Challenge
Answer these from the bandsaw milling thread:
(a) Which mill is Drew running?
(b) Of the last 24 blades Daren sent to his sharpener, how many broke prematurely?
(c) What does TexasTimbers say to do to the mill so the shaking happens less often?

# More Questions on Bandsaw milling



## Drew Pavlak (Aug 21, 2010)

Hello all again,

You all have been very helpful with the last couple of posts I had, but somehow I have more questions.:huh:

We are running a Norwood Lumbermate 2000 and the mill seems to shake when you start to get about 1/2 way through the log. It's not a vibration, so much as the whole mill kind of shakes back and forth from left to right. Doesn't seem to matter how fast you try to cut or if it is going through a knot or anything else. If you put a little pressure on the carriage it stops. Not sure if anyone has seen anything like this or not.

Second question - anyone recommend where to get blades resharpened? We are using Lenox Woodmaster C 2909197 (1-1/4" x 3/4" x 145") the length may be 144", that seems to be a common size for blades. My dad tried to measure it and it came up close to 145".

Any info would be appreciated.
Thanks,
Drew


----------



## TexasTimbers (Oct 17, 2006)

I ran a norwood lm 2000 for quite a while. Never could get the "shimmy" completely out of it. :no:


If you get slow enough as you've discovered you can control it, but I could never totally eliminate it. It shouldn't be doing it 100% of the time though or even close. Depends on a lot of things i.e.e wood density, blade sharpness etc. 




.


----------



## Daren (Oct 14, 2006)

I have never ran a Norwood. But it seems like your shaking in the sawhead wiggling back and forth on the track (dragged by the blade). My mill has another bearing/wheel that rides the inside of the track to compensate for the torque of the blade in the log. I would look at the wheels and how they are riding the track and try to figure out how to stop that, if it is indeed your problem like it sounds to me.

I would PM you the name of my guy who sharpens (well sharpened) my blades...but I had 10 of the last 24 I sent him break prematurely IMO. Sent him 12 twice, same result, after never having this problem before. So I am looking for a new guy myself.

EDIT: I see TT was typing as I was and has experience with the Norwood. Bummer they just do that I guess.





.


----------



## TexasTimbers (Oct 17, 2006)

Well I'm not saying they are supposed to do it, I just think each mill has different points of harmonics. I got to thinking about it more and I do remember getting it to where it wouldn't do it nearly as frequently. What you got to do is re-level it. I don't mean to infer it isn't level now, just take it off the blocks, move it over a few inches and/or backward or forward, and then level it again. This is what worked for me. It will change the harmonics that set up between the inertia of the engine and how it transfers into the carriage. Also triple check that all your bolts (all ten thousand of them haha) are tight, and that one or more of the frame members is not askew.

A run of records
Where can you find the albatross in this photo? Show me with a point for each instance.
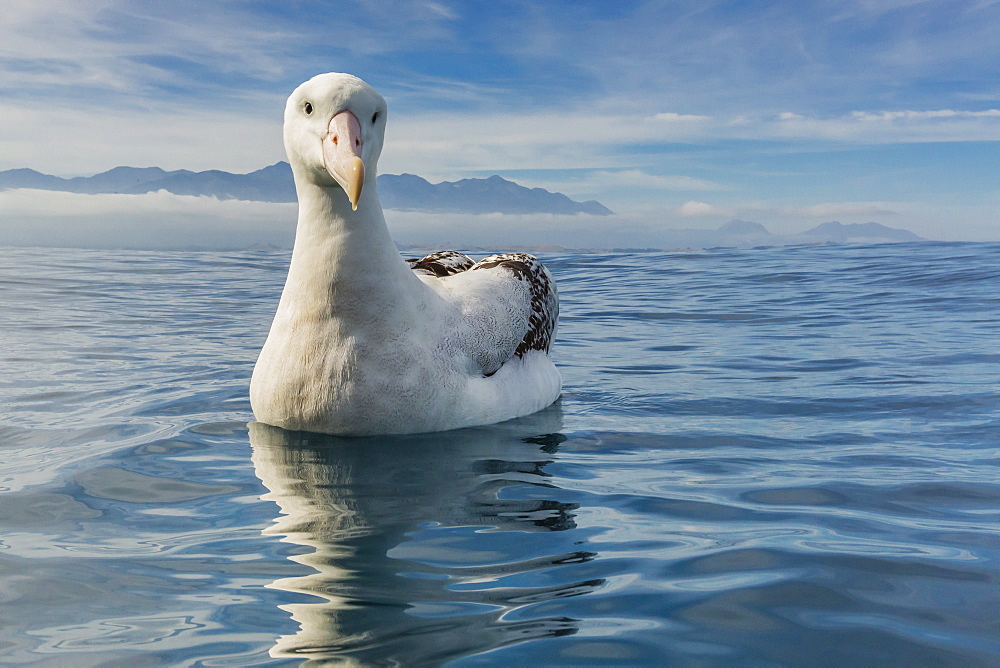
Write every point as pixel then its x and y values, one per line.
pixel 364 342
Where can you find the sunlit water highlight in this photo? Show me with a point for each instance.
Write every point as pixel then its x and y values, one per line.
pixel 765 457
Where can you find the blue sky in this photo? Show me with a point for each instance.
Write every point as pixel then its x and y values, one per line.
pixel 679 114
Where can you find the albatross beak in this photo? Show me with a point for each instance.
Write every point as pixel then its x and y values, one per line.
pixel 342 155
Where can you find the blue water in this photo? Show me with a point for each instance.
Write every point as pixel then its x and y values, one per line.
pixel 762 457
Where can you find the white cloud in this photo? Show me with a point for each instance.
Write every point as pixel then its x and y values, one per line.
pixel 695 209
pixel 672 117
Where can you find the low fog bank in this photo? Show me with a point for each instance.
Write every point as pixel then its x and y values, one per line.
pixel 165 221
pixel 153 221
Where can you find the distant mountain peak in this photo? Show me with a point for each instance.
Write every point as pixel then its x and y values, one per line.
pixel 837 231
pixel 274 183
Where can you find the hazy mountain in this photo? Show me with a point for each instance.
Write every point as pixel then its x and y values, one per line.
pixel 274 184
pixel 495 194
pixel 859 233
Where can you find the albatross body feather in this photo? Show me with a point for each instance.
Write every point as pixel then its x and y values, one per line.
pixel 366 343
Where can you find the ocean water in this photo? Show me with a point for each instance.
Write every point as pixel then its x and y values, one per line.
pixel 762 457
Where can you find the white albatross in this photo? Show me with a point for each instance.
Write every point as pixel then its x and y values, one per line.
pixel 364 342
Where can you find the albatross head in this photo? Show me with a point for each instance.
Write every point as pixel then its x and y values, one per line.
pixel 334 127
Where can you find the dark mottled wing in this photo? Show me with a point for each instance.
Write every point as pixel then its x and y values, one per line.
pixel 544 299
pixel 442 263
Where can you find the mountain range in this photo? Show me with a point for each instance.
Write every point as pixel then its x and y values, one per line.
pixel 274 184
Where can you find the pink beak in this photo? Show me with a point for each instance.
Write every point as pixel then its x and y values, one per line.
pixel 342 155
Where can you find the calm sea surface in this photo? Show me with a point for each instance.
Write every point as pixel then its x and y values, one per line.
pixel 763 457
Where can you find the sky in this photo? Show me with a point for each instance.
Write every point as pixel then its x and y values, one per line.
pixel 682 114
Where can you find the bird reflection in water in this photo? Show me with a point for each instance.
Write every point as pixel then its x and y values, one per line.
pixel 418 556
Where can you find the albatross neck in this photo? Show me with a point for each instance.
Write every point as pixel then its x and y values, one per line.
pixel 344 259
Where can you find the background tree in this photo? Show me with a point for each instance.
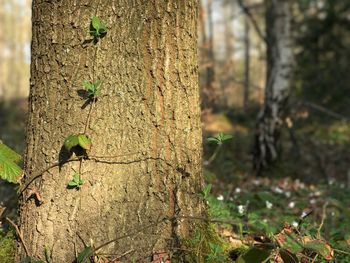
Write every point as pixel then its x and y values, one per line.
pixel 280 61
pixel 145 159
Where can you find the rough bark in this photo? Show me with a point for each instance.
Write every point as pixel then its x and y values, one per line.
pixel 148 119
pixel 280 61
pixel 246 86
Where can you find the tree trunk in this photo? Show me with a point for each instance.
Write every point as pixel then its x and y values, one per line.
pixel 246 63
pixel 145 159
pixel 280 61
pixel 210 94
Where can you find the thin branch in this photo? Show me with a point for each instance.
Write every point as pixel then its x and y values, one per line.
pixel 326 111
pixel 255 24
pixel 131 234
pixel 39 174
pixel 19 234
pixel 324 215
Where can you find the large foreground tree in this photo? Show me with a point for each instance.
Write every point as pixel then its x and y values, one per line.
pixel 280 59
pixel 142 173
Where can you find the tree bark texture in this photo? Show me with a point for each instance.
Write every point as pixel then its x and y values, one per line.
pixel 145 128
pixel 246 87
pixel 280 61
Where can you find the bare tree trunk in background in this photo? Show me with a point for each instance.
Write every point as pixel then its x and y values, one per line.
pixel 246 63
pixel 2 41
pixel 210 94
pixel 147 122
pixel 14 36
pixel 228 11
pixel 280 61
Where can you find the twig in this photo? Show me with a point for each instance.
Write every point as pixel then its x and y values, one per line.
pixel 131 234
pixel 341 251
pixel 39 174
pixel 92 158
pixel 19 234
pixel 324 215
pixel 326 111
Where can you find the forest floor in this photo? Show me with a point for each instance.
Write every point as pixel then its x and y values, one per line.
pixel 304 199
pixel 299 211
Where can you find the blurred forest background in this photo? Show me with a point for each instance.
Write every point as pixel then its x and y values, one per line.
pixel 304 108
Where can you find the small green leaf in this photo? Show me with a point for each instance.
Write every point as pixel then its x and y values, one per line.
pixel 212 139
pixel 84 141
pixel 71 141
pixel 102 30
pixel 292 244
pixel 96 23
pixel 254 255
pixel 84 255
pixel 9 169
pixel 72 184
pixel 288 257
pixel 320 247
pixel 31 260
pixel 87 85
pixel 76 181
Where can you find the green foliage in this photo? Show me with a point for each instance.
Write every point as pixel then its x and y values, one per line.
pixel 76 181
pixel 92 89
pixel 31 260
pixel 7 247
pixel 254 255
pixel 220 138
pixel 206 246
pixel 84 256
pixel 9 159
pixel 98 29
pixel 74 140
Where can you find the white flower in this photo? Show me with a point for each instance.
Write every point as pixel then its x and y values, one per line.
pixel 241 209
pixel 278 190
pixel 303 214
pixel 268 205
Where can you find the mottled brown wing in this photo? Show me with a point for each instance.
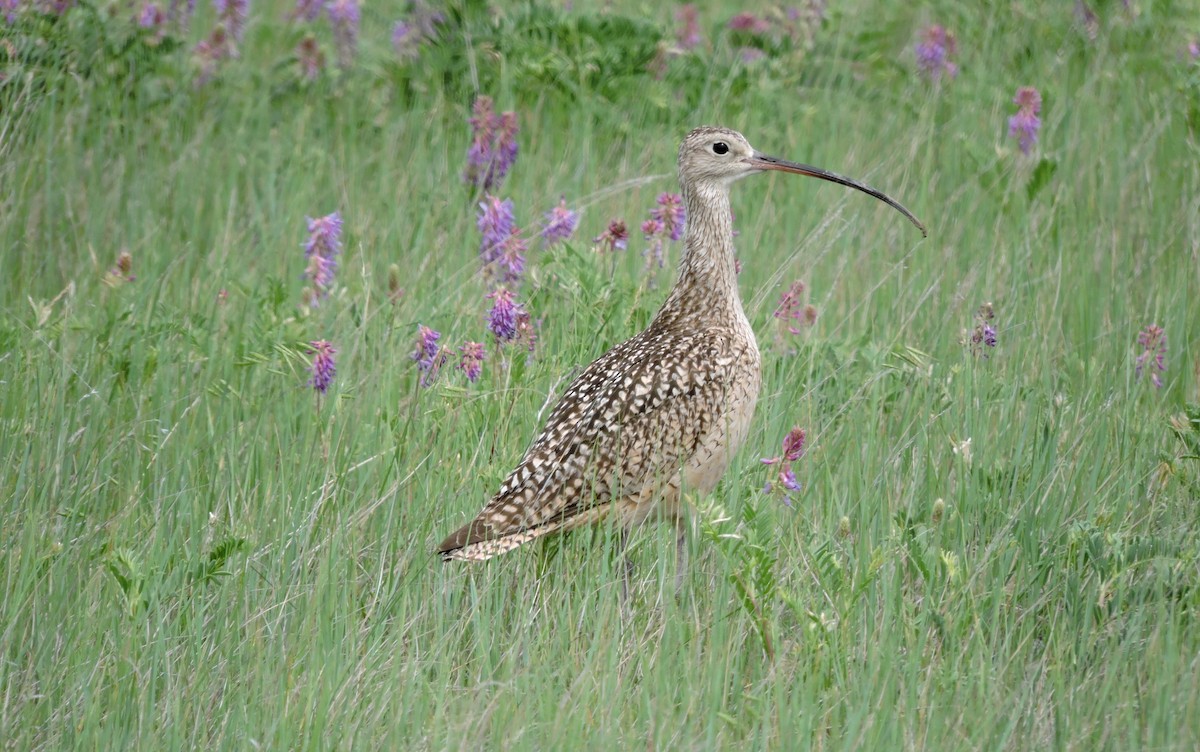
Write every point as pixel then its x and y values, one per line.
pixel 635 415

The response
(a) A Norwood Lumbermate 2000.
(b) 10.
(c) Re-level it: take it off the blocks, move it a few inches over and/or backward or forward, and level it again.